> Provided text:
>>>>

# Valencia raw in the shell peanuts.



## wdbrand (May 24, 2007)

Anybody know of a grower between va and ga.?


----------



## rattler (Jul 3, 2004)

Call Suffolk Chamber. They are the "PEANUT CAPITOL".


----------



## Finger_Mullet (Aug 19, 2005)

*Valencia Peanuts*

Grandpaw used to raise them. He is long passed. I remember digging day and laying them out to dry. Then eating way too many and getting a stomach ache.
They were small peanuts and had a red skin. 

They were really good peanuts. No clue where you can get them now.
There is a really big grower in NC but I have no clue if they grow them.
There name is Houston.

7329 Albert Street
Dublin, NC 28332
(910) 862-2136

I know they sell them raw in the shell and out of the shell. I prefer the raw ones. Just not sure if it is the variety you are looking for.


Hope that helps..

Darin


----------



## smoldrn (Sep 10, 2006)

sunlandinc.com


----------



## SNDFLEE (Sep 8, 2010)

A friend of mine is the biggest peanut producer in Va.. I need to contact him anyway i'll let you know what I find out.


----------



## wdbrand (May 24, 2007)

*Thanks Finger and smoldrn.*

I boil them. 4 main cultures of nuts, Valencia being the sweetest and most preferred for boiling. Sunland seems to have the best prices when I found it a couple of weeks ago. Just wondered if anyone locally was growing anymore. Thanks again.


----------



## SNDFLEE (Sep 8, 2010)

I don't know what kind he was growing. I know they were good when I ate some as they were drying in the field. That was awesome ready made snack after the morning hunt. I'll find out


----------



## wdbrand (May 24, 2007)

*Thanks*

Sf


----------

<<<<

> Supplied entries:
>>>>

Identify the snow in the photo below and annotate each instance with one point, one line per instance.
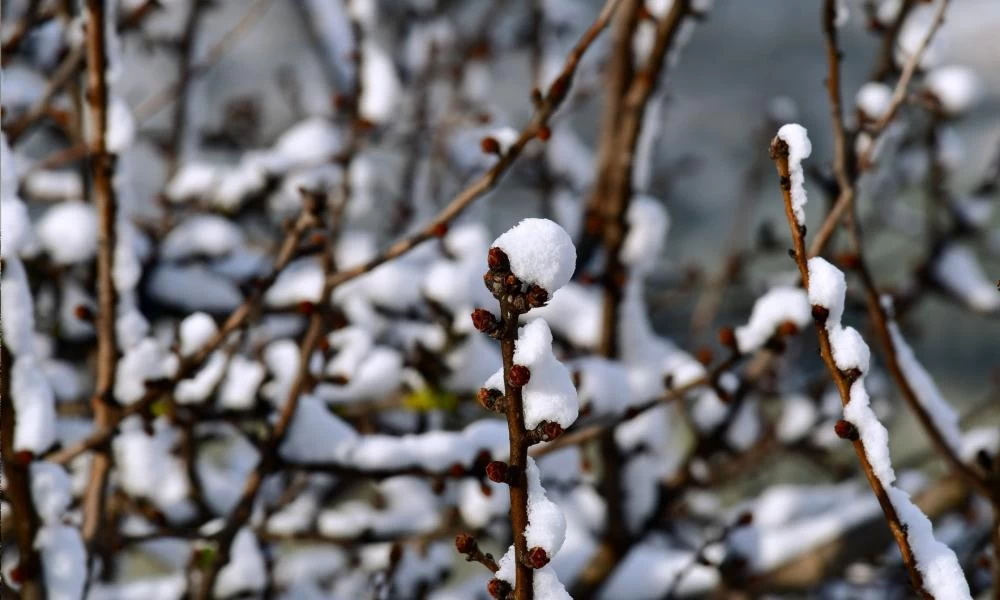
(18, 323)
(939, 567)
(192, 288)
(64, 561)
(873, 99)
(68, 232)
(777, 306)
(51, 492)
(827, 286)
(201, 235)
(799, 415)
(34, 405)
(924, 388)
(540, 252)
(573, 312)
(648, 223)
(239, 387)
(957, 88)
(959, 272)
(380, 87)
(196, 330)
(545, 583)
(246, 571)
(799, 148)
(54, 185)
(603, 385)
(549, 394)
(200, 387)
(546, 524)
(147, 361)
(650, 568)
(434, 451)
(301, 280)
(148, 468)
(192, 180)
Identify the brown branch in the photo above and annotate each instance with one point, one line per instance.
(269, 451)
(779, 153)
(186, 50)
(104, 198)
(189, 365)
(17, 487)
(158, 101)
(557, 93)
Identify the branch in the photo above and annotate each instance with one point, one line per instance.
(106, 203)
(780, 153)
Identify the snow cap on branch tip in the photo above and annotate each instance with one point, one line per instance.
(799, 148)
(540, 253)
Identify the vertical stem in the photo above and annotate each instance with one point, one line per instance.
(18, 487)
(102, 166)
(524, 575)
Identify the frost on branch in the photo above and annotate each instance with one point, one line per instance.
(939, 567)
(548, 394)
(799, 149)
(540, 253)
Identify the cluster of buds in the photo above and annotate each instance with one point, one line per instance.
(499, 589)
(506, 287)
(846, 430)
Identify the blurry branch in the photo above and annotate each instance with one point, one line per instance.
(186, 49)
(269, 449)
(17, 491)
(819, 564)
(845, 200)
(546, 106)
(189, 365)
(158, 101)
(887, 50)
(779, 153)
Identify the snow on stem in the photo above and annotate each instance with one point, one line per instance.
(933, 567)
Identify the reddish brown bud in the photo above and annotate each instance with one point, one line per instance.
(498, 588)
(519, 375)
(496, 471)
(820, 314)
(536, 558)
(727, 337)
(704, 355)
(551, 431)
(537, 296)
(788, 329)
(497, 260)
(849, 260)
(846, 430)
(465, 543)
(490, 145)
(483, 320)
(18, 574)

<<<<

> Tasks for this exercise:
a) Answer these about the Valencia peanut thread:
(i) Which organization does rattler suggest calling, and what does rattler say that place is?
(ii) How does Finger_Mullet describe the peanuts that Grandpaw raised?
(iii) Which of the nuts does wdbrand call the sweetest, and what is it most preferred for?
b) From the Valencia peanut thread, print the part that opens with the words containing "They were really" and closes with "are looking for.".
The rows are separate material from the thread above them.

> Answers for the exercise:
a)
(i) The Suffolk Chamber; rattler calls Suffolk the "PEANUT CAPITOL."
(ii) They were small peanuts with a red skin.
(iii) Valencia; it is most preferred for boiling.

b)
They were really good peanuts. No clue where you can get them now.
There is a really big grower in NC but I have no clue if they grow them.
There name is Houston.

7329 Albert Street
Dublin, NC 28332
(910) 862-2136

I know they sell them raw in the shell and out of the shell. I prefer the raw ones. Just not sure if it is the variety you are looking for.